Recorded information –
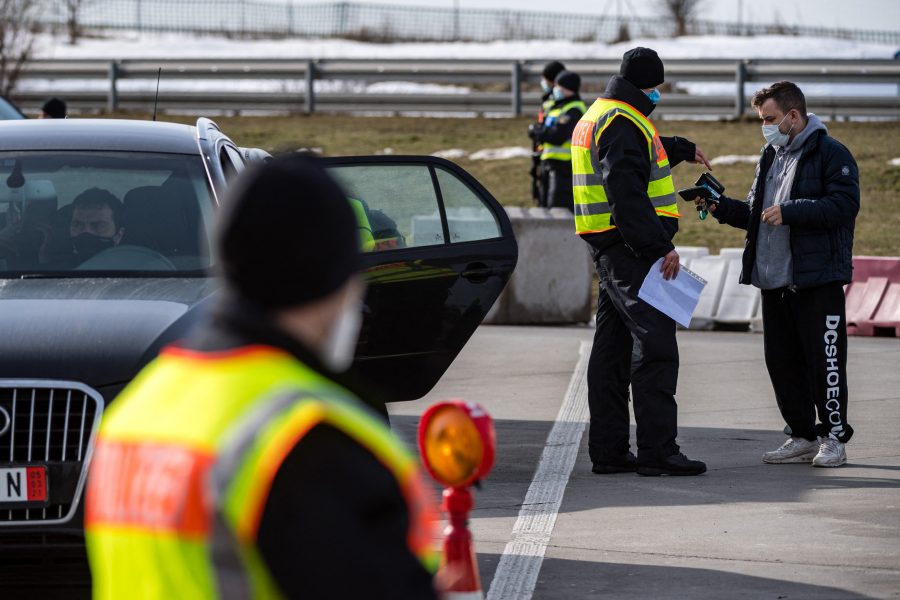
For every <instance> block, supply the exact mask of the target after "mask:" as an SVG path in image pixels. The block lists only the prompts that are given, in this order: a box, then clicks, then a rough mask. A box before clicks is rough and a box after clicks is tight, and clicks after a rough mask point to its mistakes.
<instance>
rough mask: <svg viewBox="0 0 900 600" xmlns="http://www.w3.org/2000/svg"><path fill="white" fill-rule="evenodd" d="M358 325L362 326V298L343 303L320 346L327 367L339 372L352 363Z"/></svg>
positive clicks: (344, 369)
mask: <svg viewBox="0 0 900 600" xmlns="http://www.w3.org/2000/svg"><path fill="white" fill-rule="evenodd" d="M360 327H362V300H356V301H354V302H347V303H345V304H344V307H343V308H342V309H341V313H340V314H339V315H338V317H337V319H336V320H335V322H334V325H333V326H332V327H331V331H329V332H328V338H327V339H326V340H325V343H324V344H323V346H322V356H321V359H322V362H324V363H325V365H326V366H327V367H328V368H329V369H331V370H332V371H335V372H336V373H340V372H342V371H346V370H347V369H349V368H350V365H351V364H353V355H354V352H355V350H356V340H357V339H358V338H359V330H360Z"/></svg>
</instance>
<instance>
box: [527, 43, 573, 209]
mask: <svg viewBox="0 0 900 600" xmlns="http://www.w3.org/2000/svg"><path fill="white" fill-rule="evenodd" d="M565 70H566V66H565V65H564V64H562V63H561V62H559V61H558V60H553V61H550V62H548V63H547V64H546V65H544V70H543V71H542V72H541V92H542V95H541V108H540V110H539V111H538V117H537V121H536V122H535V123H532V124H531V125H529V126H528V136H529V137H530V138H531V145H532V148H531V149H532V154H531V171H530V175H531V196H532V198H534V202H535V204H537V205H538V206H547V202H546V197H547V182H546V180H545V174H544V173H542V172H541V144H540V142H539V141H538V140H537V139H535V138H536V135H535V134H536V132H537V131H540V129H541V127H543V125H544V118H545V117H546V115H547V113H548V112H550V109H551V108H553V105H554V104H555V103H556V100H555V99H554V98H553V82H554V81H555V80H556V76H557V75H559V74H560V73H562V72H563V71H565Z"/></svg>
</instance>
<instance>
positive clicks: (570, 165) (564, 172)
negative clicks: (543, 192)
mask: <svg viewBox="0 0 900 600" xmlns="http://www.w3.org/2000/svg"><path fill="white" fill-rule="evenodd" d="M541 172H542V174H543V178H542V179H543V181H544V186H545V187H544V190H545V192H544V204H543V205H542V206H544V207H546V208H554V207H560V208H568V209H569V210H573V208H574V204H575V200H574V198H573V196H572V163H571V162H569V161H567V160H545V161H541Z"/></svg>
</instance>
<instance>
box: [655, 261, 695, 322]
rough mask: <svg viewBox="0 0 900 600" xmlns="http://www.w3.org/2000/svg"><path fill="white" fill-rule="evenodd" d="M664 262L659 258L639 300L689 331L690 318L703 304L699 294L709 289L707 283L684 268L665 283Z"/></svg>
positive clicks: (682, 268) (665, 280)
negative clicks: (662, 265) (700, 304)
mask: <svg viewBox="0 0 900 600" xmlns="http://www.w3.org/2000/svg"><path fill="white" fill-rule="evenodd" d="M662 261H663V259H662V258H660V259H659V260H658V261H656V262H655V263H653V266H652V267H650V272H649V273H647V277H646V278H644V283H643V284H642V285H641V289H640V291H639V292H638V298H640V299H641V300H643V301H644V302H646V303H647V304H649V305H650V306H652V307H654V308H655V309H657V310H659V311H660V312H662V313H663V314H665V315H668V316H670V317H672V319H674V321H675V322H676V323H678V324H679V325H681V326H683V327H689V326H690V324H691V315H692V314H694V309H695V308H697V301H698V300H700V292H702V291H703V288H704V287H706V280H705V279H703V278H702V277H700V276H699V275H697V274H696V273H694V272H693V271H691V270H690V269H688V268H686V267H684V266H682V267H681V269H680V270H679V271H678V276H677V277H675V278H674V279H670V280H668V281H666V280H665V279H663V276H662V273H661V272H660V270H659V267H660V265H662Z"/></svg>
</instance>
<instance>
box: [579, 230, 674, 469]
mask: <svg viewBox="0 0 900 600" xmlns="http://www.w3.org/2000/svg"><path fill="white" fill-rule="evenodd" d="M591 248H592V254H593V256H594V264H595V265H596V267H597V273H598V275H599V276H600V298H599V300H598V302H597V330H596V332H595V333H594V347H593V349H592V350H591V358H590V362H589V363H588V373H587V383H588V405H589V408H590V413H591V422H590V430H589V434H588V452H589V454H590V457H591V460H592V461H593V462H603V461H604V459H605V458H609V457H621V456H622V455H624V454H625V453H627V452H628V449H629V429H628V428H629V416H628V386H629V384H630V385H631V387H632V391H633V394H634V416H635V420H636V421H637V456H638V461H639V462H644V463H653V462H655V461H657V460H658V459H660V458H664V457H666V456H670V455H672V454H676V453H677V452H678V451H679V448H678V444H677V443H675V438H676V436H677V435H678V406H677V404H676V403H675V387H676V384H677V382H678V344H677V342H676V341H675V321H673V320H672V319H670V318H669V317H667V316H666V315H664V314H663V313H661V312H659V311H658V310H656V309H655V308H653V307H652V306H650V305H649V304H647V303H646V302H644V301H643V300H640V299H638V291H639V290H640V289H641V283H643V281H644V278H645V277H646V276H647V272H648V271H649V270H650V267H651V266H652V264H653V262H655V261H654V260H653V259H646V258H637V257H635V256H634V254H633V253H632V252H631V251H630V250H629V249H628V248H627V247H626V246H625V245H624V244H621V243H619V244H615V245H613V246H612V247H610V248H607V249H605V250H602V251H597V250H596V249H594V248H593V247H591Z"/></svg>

Prompt – State how many lines in the rows above contain the string "positive", treating uppercase and lowercase as distinct. Reply with the number only.

Written response – 3